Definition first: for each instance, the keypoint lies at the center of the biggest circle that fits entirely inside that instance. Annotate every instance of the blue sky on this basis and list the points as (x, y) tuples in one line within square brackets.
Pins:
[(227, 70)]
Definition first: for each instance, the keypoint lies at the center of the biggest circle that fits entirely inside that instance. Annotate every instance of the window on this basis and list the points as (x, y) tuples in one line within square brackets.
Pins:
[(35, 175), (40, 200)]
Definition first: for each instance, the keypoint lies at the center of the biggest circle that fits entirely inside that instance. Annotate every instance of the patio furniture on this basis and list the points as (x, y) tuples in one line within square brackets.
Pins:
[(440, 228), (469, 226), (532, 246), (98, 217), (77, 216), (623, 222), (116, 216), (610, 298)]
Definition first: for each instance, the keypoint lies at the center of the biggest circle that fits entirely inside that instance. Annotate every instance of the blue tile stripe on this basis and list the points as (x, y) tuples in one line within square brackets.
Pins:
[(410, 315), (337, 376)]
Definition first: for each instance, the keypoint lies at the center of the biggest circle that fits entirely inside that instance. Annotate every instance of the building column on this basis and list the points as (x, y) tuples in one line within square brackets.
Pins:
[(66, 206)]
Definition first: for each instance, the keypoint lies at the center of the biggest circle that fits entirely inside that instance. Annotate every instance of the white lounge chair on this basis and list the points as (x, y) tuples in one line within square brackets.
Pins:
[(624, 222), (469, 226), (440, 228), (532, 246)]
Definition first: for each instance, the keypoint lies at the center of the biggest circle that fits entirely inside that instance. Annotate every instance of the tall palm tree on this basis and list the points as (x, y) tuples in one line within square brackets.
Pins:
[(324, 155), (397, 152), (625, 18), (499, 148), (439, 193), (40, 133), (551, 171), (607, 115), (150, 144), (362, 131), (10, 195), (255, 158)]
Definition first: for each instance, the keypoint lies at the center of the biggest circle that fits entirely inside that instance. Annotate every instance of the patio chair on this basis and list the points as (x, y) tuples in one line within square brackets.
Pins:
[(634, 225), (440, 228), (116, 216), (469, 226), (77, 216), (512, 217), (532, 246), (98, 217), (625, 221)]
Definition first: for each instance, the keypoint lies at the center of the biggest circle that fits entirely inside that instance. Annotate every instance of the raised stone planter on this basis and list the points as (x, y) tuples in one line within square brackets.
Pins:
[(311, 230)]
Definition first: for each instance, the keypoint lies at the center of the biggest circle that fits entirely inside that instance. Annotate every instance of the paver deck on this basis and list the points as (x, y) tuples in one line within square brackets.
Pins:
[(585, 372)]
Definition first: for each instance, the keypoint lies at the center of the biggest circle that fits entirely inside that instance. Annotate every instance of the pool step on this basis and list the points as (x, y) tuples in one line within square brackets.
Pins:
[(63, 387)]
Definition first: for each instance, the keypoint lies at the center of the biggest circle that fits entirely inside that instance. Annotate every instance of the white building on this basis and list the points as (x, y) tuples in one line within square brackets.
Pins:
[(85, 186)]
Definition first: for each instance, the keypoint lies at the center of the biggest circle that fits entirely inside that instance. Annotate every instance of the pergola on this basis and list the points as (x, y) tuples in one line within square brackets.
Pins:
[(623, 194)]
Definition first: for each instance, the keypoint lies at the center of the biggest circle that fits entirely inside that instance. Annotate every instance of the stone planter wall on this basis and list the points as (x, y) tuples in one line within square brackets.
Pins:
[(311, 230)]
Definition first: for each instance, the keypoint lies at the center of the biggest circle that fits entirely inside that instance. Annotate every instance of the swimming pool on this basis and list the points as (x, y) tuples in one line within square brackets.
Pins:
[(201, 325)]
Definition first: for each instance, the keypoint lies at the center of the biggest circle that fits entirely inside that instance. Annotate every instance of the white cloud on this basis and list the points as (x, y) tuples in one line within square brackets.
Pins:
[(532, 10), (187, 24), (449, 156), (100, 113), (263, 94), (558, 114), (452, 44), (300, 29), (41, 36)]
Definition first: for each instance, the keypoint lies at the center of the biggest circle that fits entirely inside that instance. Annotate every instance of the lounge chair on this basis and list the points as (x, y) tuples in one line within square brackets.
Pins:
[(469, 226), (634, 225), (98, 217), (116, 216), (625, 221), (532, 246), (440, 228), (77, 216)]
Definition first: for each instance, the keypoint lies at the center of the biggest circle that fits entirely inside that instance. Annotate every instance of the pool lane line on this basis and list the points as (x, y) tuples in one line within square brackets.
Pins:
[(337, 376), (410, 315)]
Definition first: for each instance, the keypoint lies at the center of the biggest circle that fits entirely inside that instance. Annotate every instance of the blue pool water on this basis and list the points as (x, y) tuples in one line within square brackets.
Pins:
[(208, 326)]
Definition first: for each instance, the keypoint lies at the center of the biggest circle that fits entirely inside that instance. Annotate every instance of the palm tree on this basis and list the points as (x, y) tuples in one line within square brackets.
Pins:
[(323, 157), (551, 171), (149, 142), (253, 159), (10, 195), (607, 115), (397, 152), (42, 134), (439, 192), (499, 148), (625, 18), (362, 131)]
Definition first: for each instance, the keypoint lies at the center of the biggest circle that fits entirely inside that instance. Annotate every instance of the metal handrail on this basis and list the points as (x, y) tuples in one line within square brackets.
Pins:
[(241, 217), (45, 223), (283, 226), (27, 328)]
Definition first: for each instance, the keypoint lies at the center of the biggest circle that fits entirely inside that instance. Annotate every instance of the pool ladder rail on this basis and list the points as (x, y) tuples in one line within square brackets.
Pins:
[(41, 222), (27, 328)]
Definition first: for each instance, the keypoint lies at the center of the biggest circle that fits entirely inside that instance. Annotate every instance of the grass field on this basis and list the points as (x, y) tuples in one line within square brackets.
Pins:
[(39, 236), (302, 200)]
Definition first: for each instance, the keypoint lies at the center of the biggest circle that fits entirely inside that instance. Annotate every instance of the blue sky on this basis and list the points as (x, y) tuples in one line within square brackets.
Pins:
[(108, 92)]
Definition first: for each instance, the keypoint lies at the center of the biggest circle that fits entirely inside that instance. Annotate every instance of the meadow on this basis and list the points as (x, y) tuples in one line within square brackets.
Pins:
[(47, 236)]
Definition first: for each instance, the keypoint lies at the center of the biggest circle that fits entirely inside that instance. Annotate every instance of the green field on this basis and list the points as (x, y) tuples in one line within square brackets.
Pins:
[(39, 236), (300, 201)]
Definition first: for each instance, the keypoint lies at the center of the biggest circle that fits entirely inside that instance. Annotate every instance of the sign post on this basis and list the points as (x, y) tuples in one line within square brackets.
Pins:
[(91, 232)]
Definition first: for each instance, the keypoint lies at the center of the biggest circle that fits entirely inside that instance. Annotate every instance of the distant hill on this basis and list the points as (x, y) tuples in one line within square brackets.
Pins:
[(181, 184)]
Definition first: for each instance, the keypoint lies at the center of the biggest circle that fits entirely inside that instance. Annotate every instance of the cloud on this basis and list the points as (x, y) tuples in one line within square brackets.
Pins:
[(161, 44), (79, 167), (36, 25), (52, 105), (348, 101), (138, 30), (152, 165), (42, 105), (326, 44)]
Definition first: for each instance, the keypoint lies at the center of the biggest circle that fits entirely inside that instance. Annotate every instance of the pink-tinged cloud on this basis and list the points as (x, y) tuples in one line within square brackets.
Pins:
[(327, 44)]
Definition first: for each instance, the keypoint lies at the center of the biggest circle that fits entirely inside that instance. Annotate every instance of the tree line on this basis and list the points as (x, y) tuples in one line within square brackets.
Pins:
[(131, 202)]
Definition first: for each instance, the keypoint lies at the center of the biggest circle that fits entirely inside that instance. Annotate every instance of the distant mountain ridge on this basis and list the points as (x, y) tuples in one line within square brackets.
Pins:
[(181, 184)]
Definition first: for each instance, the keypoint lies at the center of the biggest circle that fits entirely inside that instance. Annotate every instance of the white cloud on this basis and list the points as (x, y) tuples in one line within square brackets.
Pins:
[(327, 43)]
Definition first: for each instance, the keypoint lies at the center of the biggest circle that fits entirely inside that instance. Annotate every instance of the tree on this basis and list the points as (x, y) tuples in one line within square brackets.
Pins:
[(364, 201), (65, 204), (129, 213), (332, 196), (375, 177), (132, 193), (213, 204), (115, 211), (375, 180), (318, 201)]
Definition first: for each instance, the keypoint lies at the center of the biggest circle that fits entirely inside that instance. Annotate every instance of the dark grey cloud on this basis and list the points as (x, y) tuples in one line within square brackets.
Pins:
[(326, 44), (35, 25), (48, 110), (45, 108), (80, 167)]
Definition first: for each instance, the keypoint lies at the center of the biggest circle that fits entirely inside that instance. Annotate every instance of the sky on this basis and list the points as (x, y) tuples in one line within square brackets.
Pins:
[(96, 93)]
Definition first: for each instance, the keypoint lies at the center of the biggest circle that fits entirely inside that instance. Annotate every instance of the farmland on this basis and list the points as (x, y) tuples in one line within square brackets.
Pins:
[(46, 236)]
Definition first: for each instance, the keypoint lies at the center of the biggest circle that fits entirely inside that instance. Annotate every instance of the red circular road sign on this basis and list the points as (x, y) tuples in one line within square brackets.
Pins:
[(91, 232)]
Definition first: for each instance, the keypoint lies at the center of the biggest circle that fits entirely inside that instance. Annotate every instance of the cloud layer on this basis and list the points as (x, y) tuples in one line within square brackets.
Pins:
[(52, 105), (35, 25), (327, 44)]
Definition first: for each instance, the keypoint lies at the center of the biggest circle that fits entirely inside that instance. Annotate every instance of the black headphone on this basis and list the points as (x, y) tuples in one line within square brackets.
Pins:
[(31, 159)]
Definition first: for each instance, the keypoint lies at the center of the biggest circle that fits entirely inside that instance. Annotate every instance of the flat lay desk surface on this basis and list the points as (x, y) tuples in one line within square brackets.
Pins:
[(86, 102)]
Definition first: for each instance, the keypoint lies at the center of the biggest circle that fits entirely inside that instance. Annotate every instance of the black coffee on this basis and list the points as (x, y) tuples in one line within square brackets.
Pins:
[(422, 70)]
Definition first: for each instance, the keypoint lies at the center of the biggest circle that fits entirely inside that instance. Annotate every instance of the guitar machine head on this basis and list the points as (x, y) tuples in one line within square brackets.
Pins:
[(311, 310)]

WHAT IS EXPECTED.
Return each line above where the word "field" shows up.

ANSWER SECTION.
Definition first: for each instance, the keypoint lies at the center of the biggest circle that fits entirely inside that instance. Annotate every instance of the grass field on this basis and list the points as (x, y) tuples in one line within square brackets.
Definition first: for each instance, the keypoint lies at the center of the biggest circle that fits entirely inside that instance. Annotate every instance of the green field on this basis and list the points as (x, y) tuples in one line within square brackets.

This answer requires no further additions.